**Tasks and exercises:**
(A) In the stroke council update, how many attendees did the 2015 International Stroke Conference record?
(B) Copy verbatim the portion of the stroke council update that begins at the words "The Tenth Revision" and ends after the words "list this spring.".

Upcoming coding will allow the Centers for Medicare & Medicaid Services (CMS) to adjust for stroke severity in quality measures, the American Stroke Association’s council reported in its spring update. It was one of several highlights that the council described as sea changes.
Currently, the quality measures used by CMS for 30-day mortality and 30-day readmission rates after ischemic stroke do not account for baseline stroke severity. The writing team led by Joseph P. Broderick, MD, of the University of Cincinnati Neuroscience Institute, noted that this model may unfairly characterize primary and comprehensive stroke centers in urban settings whose patient populations typically experience the most severe types of stroke.
The Tenth Revision Clinical Modification codes will include codes for the National Institutes of Health Stroke Scale starting in 2016, giving CMS the ability to adjust for stroke severity in its assessment of hospitals. “While it will take several years beyond 2016 for the data to be used by CMS in reporting hospital mortality and readmission rates, it will result in much more accurate measurements and comparisons of hospital outcomes,” they wrote.
Other updates included:
- Stroke dropped from being the third leading cause of death in the U.S. in 2011 to fourth place, and further dropped to fifth place by December of that year.
- A partnership of Get with the Guidelines and the Joint Commission on Accreditation of Healthcare Organizations led to a third tier in the stroke system care, adding stroke-ready hospitals to the list this spring.
- The 2015 International Stroke Conference chalked up its highest attendance ever, with 4,341 attendees.
- The association is working to update its Stroke Advisory for Acute Ischemic Stroke to incorporate late-breaking clinical trial results on endovascular therapies.
The update was published online April 2 in Stroke.

**Data block:**
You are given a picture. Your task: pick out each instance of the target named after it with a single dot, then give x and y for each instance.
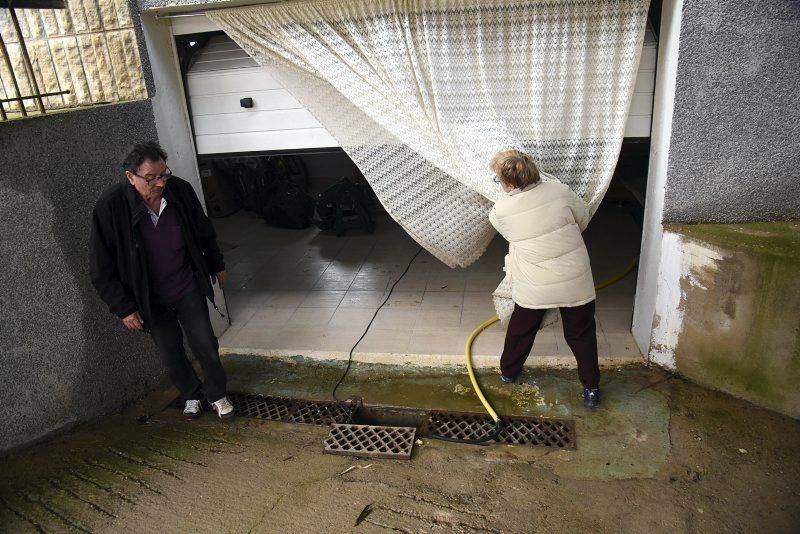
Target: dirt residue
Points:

**Responses by item number:**
(A) 4,341 attendees

(B)
The Tenth Revision Clinical Modification codes will include codes for the National Institutes of Health Stroke Scale starting in 2016, giving CMS the ability to adjust for stroke severity in its assessment of hospitals. “While it will take several years beyond 2016 for the data to be used by CMS in reporting hospital mortality and readmission rates, it will result in much more accurate measurements and comparisons of hospital outcomes,” they wrote.
Other updates included:
- Stroke dropped from being the third leading cause of death in the U.S. in 2011 to fourth place, and further dropped to fifth place by December of that year.
- A partnership of Get with the Guidelines and the Joint Commission on Accreditation of Healthcare Organizations led to a third tier in the stroke system care, adding stroke-ready hospitals to the list this spring.